**WORK TO COMPLETE**:
a – In the working-from-home text, about how many people work from home as part of their normal routine?
b – Using the working-from-home text, say whether each statement agrees with it, answering yes or no and quoting the words that decide it: (i) The BBC interview with Professor Robert Kelly took place in 2017. (ii) The text recommends email over video calls to avoid feeling isolated. (iii) The text says that physical isolation means social isolation.
c – Copy the passage of the working-from-home text starting at "In part two" and ending at "happy and productive.".

**** PAGE EXTRACT

Wellbeing and working from home

In part two of our business advice series in response to Covid-19, we look at staff well-being, the pitfalls of working from home and some practical ways to stay happy and productive.

Homeworking certainly isn’t unique to these unusual times – around 1.5 million people work from home as part of their normal routine; however, periods of unexpected, enforced home-working (especially with your spouse, children and dependents in tow) can be stressful and have an impact on well-being and productivity. When Professor Robert Kelly’s children burst into the room during the now infamous 2017 live BBC interview, there was collective appreciation that this was every homeworker’s worst nightmare.

So how can you keep productive and positive whilst being cooped up at home? We’ve put together our 5 top tips for effective home-working during this period.

Stay connected
Possibly the most important piece of advice is to stay connected. Physical isolation doesn’t mean social isolation, and especially during these worrying times it’s essential to maintain some ‘normal’ contact with the outside world. Try and call or chat over video conferencing rather than email to avoid feeling isolated and remember conversations don’t all have to be about work.

“Personal relationships can help us to maintain perspective and elevate mood as well as providing helpful distraction. If you can’t see someone in person, video calls, telephone and text work as well.” From ‘Overcoming coronavirus anxiety‘, the Centre for Wellbeing.

********
**** SUPPLIED RECORDS

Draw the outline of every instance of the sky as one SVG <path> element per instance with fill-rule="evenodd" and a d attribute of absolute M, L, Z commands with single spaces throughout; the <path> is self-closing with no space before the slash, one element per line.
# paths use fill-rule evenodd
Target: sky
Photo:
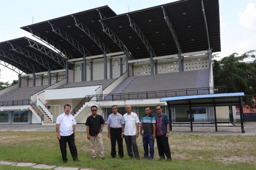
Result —
<path fill-rule="evenodd" d="M 20 27 L 107 5 L 117 15 L 176 0 L 0 0 L 0 42 L 31 34 Z M 256 49 L 256 0 L 219 0 L 221 58 Z M 3 63 L 3 61 L 0 63 Z M 0 65 L 0 82 L 18 74 Z"/>

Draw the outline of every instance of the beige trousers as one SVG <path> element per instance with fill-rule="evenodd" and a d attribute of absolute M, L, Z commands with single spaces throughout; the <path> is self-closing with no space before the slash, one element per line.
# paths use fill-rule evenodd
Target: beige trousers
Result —
<path fill-rule="evenodd" d="M 90 136 L 90 150 L 92 153 L 92 157 L 96 158 L 97 155 L 95 153 L 95 141 L 96 141 L 98 146 L 98 152 L 100 158 L 104 156 L 104 146 L 101 133 L 99 133 L 95 136 Z"/>

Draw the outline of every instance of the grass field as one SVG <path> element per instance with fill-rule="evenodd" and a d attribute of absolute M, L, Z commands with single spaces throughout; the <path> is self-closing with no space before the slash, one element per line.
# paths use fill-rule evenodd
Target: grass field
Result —
<path fill-rule="evenodd" d="M 256 170 L 256 136 L 170 134 L 173 160 L 167 162 L 158 161 L 156 141 L 153 160 L 128 158 L 124 140 L 124 158 L 112 159 L 110 140 L 106 132 L 103 134 L 106 160 L 102 161 L 99 157 L 92 160 L 86 134 L 78 132 L 75 142 L 81 162 L 73 161 L 68 150 L 69 161 L 64 165 L 54 132 L 2 131 L 0 160 L 100 170 Z M 137 143 L 142 158 L 141 137 Z M 29 169 L 19 168 L 0 165 L 0 170 Z"/>

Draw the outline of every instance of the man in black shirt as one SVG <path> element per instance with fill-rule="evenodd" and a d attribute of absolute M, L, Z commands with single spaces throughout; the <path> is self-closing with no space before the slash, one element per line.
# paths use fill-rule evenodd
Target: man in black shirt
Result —
<path fill-rule="evenodd" d="M 92 115 L 87 118 L 85 125 L 86 126 L 87 139 L 90 140 L 90 150 L 92 159 L 95 159 L 97 157 L 95 147 L 95 140 L 96 140 L 100 157 L 101 159 L 105 160 L 104 146 L 101 133 L 104 127 L 105 121 L 101 115 L 97 115 L 97 109 L 96 106 L 91 107 Z"/>

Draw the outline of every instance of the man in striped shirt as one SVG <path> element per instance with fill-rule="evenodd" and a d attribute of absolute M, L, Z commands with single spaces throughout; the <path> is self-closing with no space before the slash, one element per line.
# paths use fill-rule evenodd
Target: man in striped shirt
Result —
<path fill-rule="evenodd" d="M 156 137 L 156 117 L 151 114 L 151 110 L 149 106 L 145 107 L 145 112 L 146 114 L 142 117 L 141 120 L 140 135 L 142 136 L 144 148 L 144 158 L 151 160 L 154 158 L 154 139 Z"/>

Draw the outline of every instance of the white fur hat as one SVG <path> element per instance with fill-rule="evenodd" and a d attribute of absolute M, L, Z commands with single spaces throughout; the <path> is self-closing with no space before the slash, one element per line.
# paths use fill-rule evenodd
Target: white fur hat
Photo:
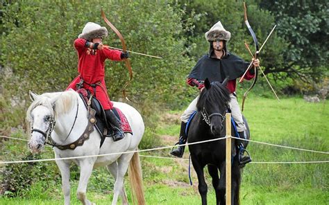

********

**EXPECTED RESPONSES**:
a – Around 1.5 million people.

b –
(i) Yes: "the now infamous 2017 live BBC interview"
(ii) No: "Try and call or chat over video conferencing rather than email to avoid feeling isolated"
(iii) No: "Physical isolation doesn’t mean social isolation"

c –
In part two of our business advice series in response to Covid-19, we look at staff well-being, the pitfalls of working from home and some practical ways to stay happy and productive.